-------- Text shown

By Jojo Riñoza
China has agreed to donate millions of dollars in military and construction equipment to the Philippine government despite a bitter dispute over the South China Sea, officials said Wednesday.
A large part of the donation worth about 1 billion Philippine pesos will be for equipment to rebuild the southern city of Marawi, which was destroyed during a five-month battle in 2017 between militants linked to the Islamic State and government forces.
“Even as a non-traditional partner, China paid special attention to Marawi at the height of the rebellion in 2017 by providing 370 million pesos [U.S. $7.2 million] worth of firearms and ammunition,” Philippine Defense Secretary Delfin Lorenzana said in a statement.
The first batch of the donation, valued at about 612 million pesos ($11.9 million), arrived here last month in the form of military equipment including drone systems, detectors, water purification vehicles, ambulances, firetrucks, x-ray machines, explosive-ordinance disposal robots, bomb disposal suits and transport vehicles.
More than five years after the battle ended, Marawi is still littered with unexploded ordnance left over from that fighting. The batch included engineering equipment such as backhoes, dump trucks, forklifts and earthmovers, Lorenzana’s office said.
“This military grant from China speaks volumes on how our two nations can be civil, diplomatic and friends despite some issues on territorial claims,” said Lorenzana, who officially received the equipment from Chinese Ambassador Huang Xilian at Camp Aguinaldo in Metro Manila.
The ambassador did not release any statement about the handover, according to Lorenzana.
A second batch of equipment, valued at 435 million pesos ($8.4 million), was expected to arrive later in the year. Officials did not release details about what equipment would be included.

----------------
-------- Data segment

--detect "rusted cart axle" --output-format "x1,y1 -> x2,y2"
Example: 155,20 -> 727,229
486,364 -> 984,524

----------------

- [Required tasks]:
**1.** According to the article on China's equipment donation to the Philippines, what was the value of the first batch of the donation?
**2.** Rewrite the paragraph beginning "The first batch of the donation" from the article on China's equipment donation to the Philippines as a short list, keeping its main facts.
**3.** Continue the article on China's equipment donation to the Philippines with a few more paragraphs, starting after its last sentence.

- [Results of the tasks]:
**1.** About 612 million pesos ($11.9 million).

**2.**
- First batch: worth about 612 million pesos ($11.9 million)
- Arrived last month
- Contents: military equipment, including drone systems, detectors, water purification vehicles, ambulances, firetrucks, x-ray machines, explosive-ordinance disposal robots, bomb disposal suits and transport vehicles

**3.**
The Philippines, China, Vietnam, Malaysia, Brunei and Taiwan are locked in territorial disputes over resource-rich island-chains, islets and other features in the South China Sea.
An international court ruling that came out shortly after President Rodrigo Duterte took office in 2016 supported Manila’s territorial claims, but Beijing has not acknowledged it. Duterte, whose six-year term ends after the May 9 general election, decided on a different tack and worked to repair bilateral ties.
Duterte has repeatedly said that the Philippines would stand no chance if war with China broke out over the South China Sea. In addition, he profusely thanked Beijing for sending COVID-19 vaccines to the Philippines.
But, facing pressure from allies and opposition members, Duterte told the United Nations General Assembly in September 2020 that he supported the ruling by the International Court of Arbitration in The Hague.
“The award is now part of international law, beyond compromise and beyond the reach of passing governments to dilute, diminish or abandon,” Duterte said in a speech to the U.N. at the time. “We firmly reject attempts to undermine it.”